Text section:

Just as important, he said, will be its ease of deployment. The latest incarnation will be installed inside a “Hershey Kiss”-shaped mooring that can be easily lowered into the ocean from the side of a ship.
The need for an easily deployed fuel cell that creates an unlimited supply of energy to power a host of sensors cannot be overstated, he said. The U.S. Navy and many other organizations deploy thousands of battery-operated sensors each year to monitor everything from fish populations, water quality, and oil spills, to ocean salinity and temperature. However, batteries deplete their power and must be replaced — an expensive and time-consuming task that is not always possible under certain conditions.
Some envision the Navy and others eventually using the technology to replenish batteries on unmanned undersea vehicles or sensor networks that track ship traffic. The technology even offers significant applications for land-based operations. Tender is now expanding his research to include wastewater treatment, exploiting the same microbial processes that occur in the marine environment to generate power.
His technology offers an enticing solution to anyone who relies on battery-powered devices to gather marine-related data. It generates power using an inexhaustible supply of fuel. “Sediment and water is a ready-made battery,” Tender said. “What you’re lacking are the electrodes.”
Consequently, Tender’s technology includes two electrodes: the anode is sunk into the muck — a gigantic reservoir of fuel created over the millennia by decomposing plankton, plants, fish, and other sea organisms. The cathode hovers above in the oxygen-rich seawater.

Task set:
1. Which organisms does the passage on the seafloor fuel cell name as having decomposed over the millennia to form the fuel reservoir in the muck?
2. Could you resume the passage on the seafloor fuel cell, picking up right after its last sentence?

Listed records:
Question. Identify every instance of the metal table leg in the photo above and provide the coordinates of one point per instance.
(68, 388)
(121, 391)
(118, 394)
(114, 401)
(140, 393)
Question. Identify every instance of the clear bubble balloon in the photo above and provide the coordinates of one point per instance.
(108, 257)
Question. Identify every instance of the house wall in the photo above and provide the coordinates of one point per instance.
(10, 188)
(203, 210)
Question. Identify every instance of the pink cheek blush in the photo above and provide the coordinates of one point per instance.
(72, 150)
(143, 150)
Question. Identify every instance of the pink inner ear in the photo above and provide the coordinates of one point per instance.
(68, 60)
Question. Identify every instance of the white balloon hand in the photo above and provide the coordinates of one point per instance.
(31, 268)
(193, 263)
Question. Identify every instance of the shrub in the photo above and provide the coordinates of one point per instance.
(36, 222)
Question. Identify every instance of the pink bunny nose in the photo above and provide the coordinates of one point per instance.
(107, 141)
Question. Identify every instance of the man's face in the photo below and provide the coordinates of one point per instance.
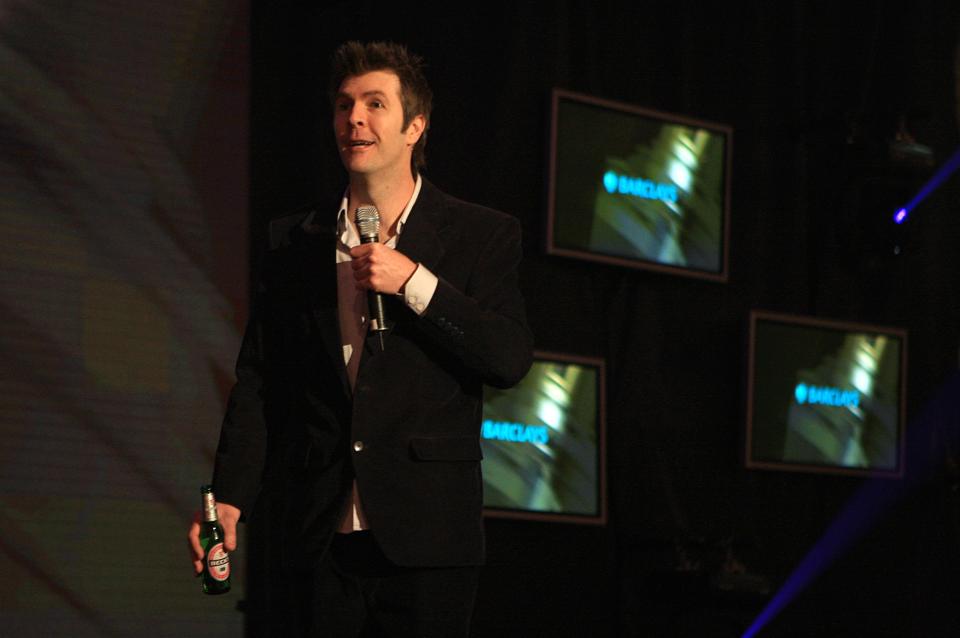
(368, 125)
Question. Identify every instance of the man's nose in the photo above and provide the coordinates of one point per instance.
(356, 116)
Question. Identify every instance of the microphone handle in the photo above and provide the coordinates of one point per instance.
(378, 318)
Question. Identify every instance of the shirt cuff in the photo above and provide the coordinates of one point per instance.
(419, 289)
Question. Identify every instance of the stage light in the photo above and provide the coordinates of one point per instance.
(938, 178)
(870, 503)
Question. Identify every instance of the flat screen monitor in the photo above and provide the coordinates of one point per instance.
(639, 188)
(543, 443)
(825, 396)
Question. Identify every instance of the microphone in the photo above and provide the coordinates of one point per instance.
(367, 219)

Replies:
1. Plankton, plants, fish

2.
But that’s only part of the story, Tender said.
Early in his research, he discovered an interesting chemical process that made the fuel cell virtually unstoppable. In a shoebox-sized aquarium, Tender sunk an anode into the sediment and the cathode in the overlying water. The set up produced a miniscule current. To his shock, however, the current did not diminish, as would be expected due to the depletion of the anode’s catalytic activity. It increased.
He removed the anode and found a microfilm growing on its surface. As it turned out, microbes had colonized the embedded anode where they had been dining on the sediment’s organic stew. As the microbes broke down the matter, they transferred electrons to the anode. The electrons then flowed from the anode as current to the cathode, where the electrons then reacted with oxygen in the water, thus liberating energy. In other words, the microbes were constantly rejuvenating the electrode reaction.
“The microbes act as a catalyst and they keep going,” Tender said. That discovery contributed to the establishment of a new field of study — microbial electrochemistry — and the formation of the International Society for Microbial Electrochemistry and Technology (ISMET), Tender said.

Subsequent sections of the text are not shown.